→ **Work to be completed**:
Count the lines in the items that contain the string "positive", and reply with only that number.

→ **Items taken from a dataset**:

======

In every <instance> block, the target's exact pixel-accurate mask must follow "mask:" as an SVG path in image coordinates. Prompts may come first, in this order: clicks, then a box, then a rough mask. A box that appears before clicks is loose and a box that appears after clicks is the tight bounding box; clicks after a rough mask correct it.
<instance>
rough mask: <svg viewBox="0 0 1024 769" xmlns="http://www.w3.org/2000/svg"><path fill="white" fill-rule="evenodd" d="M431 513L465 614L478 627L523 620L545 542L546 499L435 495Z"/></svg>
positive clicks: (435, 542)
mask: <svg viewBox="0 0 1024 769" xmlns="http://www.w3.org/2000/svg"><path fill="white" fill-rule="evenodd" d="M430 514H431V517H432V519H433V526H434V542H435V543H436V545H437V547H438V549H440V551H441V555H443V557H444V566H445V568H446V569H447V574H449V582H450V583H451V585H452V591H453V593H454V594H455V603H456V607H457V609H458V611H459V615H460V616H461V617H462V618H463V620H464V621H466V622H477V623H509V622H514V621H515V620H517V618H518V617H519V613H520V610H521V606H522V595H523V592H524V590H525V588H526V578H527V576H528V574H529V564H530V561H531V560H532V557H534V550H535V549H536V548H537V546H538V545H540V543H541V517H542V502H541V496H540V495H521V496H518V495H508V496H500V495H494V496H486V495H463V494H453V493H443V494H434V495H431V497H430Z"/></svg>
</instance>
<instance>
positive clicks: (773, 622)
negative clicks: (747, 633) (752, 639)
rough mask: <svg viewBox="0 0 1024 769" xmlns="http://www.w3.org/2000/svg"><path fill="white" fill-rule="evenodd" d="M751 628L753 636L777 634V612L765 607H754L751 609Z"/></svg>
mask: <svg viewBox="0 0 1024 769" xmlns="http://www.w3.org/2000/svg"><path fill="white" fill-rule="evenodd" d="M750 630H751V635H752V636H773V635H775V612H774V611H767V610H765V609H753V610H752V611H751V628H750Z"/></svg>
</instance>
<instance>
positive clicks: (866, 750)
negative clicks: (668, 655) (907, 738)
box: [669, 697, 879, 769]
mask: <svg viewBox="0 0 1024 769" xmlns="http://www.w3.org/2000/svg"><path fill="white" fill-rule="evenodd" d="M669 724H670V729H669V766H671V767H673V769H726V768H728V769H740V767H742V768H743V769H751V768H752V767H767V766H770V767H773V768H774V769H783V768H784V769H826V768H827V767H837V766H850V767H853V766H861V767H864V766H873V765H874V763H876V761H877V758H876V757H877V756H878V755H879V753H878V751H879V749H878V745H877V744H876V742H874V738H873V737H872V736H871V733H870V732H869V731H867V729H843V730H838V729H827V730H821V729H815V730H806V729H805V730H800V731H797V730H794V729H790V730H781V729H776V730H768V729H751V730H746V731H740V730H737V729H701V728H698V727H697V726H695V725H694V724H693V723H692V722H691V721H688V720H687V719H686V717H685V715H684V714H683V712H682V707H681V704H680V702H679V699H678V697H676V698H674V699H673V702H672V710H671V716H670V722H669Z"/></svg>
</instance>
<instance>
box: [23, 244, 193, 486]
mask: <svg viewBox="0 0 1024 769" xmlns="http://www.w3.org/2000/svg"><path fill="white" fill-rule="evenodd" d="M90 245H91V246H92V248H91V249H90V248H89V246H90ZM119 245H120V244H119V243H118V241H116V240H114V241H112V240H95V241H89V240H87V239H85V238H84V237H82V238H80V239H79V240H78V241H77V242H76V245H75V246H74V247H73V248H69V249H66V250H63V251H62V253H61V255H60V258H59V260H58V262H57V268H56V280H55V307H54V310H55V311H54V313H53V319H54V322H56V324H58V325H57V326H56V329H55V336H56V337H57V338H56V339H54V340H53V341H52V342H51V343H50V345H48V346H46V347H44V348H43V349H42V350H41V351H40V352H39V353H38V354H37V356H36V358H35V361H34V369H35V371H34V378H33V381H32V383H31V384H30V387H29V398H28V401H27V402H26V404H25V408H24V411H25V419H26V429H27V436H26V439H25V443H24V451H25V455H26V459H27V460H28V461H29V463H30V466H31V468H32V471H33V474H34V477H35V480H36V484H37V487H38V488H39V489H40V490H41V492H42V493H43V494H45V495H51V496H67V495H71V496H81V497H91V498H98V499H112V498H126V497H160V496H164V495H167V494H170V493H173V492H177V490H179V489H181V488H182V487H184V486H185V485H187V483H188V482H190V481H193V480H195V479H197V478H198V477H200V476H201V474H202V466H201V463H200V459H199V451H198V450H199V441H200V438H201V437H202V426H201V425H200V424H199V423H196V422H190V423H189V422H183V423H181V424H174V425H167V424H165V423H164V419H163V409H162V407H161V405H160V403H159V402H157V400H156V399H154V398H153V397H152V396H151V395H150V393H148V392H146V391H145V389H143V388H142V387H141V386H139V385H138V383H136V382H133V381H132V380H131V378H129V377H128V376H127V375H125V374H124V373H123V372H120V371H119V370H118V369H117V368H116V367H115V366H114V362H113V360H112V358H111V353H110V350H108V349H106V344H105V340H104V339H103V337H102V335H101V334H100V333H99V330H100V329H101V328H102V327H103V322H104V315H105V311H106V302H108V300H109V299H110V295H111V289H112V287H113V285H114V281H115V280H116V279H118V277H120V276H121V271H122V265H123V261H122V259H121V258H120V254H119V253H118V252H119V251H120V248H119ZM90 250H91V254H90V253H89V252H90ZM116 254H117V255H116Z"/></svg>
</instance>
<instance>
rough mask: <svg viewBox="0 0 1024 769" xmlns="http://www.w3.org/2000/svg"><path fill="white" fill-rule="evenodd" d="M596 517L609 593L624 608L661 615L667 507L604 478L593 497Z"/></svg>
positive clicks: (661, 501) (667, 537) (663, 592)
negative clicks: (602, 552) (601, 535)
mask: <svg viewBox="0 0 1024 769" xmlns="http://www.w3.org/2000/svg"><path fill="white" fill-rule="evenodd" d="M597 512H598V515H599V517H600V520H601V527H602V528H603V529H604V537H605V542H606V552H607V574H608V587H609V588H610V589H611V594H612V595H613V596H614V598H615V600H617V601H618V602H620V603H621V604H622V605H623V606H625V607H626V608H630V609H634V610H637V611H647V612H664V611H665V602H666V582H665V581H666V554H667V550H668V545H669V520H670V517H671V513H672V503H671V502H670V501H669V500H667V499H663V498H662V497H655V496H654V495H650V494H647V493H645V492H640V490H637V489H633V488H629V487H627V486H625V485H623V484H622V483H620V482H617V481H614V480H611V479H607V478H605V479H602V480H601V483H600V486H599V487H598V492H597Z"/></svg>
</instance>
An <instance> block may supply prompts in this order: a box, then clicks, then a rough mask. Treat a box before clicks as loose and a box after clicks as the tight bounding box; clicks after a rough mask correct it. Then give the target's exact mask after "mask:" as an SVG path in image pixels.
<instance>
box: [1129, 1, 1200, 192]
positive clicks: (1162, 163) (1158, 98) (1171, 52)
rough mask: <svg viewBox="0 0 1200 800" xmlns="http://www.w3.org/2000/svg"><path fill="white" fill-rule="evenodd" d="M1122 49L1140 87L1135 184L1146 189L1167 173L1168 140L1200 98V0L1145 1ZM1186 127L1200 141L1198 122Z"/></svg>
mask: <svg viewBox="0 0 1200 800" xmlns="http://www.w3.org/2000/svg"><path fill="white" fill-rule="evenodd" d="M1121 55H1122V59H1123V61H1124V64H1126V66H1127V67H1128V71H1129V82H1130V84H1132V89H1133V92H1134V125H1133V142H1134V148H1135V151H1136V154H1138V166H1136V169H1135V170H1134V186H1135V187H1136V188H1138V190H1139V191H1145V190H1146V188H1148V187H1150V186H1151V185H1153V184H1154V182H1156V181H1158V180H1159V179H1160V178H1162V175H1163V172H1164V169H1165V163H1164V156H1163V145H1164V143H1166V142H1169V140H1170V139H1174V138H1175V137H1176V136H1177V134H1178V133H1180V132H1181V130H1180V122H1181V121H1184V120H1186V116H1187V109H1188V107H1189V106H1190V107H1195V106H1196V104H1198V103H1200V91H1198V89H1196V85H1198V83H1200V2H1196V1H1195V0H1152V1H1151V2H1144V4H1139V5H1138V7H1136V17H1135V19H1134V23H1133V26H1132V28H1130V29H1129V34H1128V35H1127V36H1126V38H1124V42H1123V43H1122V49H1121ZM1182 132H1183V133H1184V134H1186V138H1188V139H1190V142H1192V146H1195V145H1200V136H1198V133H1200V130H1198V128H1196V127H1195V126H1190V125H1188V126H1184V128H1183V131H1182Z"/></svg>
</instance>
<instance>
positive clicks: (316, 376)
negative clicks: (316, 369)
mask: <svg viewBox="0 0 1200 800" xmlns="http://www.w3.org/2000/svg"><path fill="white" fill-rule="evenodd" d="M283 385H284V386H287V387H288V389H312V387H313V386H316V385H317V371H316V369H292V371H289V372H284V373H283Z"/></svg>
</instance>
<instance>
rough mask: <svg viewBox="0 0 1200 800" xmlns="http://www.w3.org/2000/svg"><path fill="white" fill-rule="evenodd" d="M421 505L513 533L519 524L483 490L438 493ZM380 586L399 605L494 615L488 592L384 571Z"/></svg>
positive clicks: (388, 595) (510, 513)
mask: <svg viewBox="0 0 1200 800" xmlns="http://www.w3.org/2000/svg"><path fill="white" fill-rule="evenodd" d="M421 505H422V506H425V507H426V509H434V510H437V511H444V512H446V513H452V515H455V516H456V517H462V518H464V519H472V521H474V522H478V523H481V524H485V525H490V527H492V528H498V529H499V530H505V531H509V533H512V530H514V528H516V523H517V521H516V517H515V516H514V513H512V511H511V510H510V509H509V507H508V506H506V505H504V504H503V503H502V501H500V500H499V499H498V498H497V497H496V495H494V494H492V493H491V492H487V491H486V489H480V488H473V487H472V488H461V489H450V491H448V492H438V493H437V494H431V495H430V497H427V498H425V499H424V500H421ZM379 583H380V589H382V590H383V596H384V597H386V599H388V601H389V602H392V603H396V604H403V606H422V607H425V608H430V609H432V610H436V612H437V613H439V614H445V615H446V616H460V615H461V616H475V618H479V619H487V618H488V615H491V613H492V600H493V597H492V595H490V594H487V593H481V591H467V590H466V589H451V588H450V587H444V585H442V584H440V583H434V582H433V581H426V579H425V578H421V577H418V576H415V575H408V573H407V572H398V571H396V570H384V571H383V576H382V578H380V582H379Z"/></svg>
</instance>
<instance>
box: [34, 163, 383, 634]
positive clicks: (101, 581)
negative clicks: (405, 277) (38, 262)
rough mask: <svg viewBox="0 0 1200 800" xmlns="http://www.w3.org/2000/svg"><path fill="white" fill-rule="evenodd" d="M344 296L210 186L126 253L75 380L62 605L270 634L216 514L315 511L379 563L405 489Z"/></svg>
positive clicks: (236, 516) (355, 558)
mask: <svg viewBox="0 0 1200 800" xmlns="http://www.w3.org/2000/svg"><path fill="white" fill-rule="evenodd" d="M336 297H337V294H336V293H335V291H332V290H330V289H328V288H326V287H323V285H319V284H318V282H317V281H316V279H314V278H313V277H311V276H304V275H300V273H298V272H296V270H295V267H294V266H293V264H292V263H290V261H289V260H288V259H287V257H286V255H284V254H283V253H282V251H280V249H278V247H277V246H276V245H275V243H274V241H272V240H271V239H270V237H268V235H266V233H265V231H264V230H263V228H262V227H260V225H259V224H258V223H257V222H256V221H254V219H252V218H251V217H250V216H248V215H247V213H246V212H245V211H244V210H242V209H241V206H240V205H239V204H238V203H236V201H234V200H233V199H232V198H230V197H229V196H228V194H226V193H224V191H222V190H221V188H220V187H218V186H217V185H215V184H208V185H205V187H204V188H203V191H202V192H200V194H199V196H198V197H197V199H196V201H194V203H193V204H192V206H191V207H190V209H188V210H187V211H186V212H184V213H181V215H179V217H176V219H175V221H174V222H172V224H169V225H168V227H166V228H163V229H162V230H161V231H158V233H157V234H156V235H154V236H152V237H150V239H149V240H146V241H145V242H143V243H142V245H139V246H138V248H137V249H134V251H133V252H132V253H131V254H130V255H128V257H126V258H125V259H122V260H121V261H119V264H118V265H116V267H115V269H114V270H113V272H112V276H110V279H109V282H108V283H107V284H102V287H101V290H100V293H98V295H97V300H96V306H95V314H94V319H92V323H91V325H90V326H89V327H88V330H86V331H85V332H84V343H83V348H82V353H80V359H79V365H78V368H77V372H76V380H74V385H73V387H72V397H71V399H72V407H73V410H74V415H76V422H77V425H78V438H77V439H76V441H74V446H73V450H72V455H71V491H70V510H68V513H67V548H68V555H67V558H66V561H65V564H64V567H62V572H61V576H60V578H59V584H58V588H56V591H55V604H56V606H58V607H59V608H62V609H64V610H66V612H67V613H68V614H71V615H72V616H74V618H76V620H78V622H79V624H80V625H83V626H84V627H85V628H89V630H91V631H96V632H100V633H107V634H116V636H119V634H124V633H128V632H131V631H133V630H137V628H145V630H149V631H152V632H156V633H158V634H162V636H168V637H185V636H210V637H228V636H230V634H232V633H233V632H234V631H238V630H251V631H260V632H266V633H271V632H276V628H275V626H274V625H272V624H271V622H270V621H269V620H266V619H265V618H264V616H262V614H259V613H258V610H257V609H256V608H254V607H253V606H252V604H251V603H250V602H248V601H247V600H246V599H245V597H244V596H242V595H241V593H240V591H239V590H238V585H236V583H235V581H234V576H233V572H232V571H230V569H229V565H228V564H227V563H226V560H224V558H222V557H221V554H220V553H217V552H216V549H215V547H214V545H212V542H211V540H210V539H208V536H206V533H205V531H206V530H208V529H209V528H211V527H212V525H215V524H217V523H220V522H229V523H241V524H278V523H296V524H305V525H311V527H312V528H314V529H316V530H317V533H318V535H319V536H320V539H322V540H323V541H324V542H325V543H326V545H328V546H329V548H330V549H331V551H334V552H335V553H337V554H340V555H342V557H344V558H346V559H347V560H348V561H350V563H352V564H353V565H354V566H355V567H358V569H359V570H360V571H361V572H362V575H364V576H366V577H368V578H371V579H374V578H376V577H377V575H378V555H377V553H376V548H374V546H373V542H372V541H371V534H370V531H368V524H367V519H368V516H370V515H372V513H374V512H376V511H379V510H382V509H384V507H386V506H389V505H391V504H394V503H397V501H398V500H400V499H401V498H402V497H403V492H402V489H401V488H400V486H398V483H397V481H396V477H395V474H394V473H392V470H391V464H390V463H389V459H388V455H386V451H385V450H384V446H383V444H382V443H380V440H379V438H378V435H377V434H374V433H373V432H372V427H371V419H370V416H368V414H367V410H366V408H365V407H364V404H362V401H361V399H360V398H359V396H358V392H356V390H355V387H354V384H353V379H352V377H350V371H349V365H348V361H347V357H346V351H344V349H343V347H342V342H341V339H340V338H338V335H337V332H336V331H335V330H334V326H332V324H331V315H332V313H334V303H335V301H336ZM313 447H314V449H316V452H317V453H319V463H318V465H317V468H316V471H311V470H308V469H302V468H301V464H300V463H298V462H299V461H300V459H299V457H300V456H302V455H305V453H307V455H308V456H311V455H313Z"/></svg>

======

→ **Reply**:
9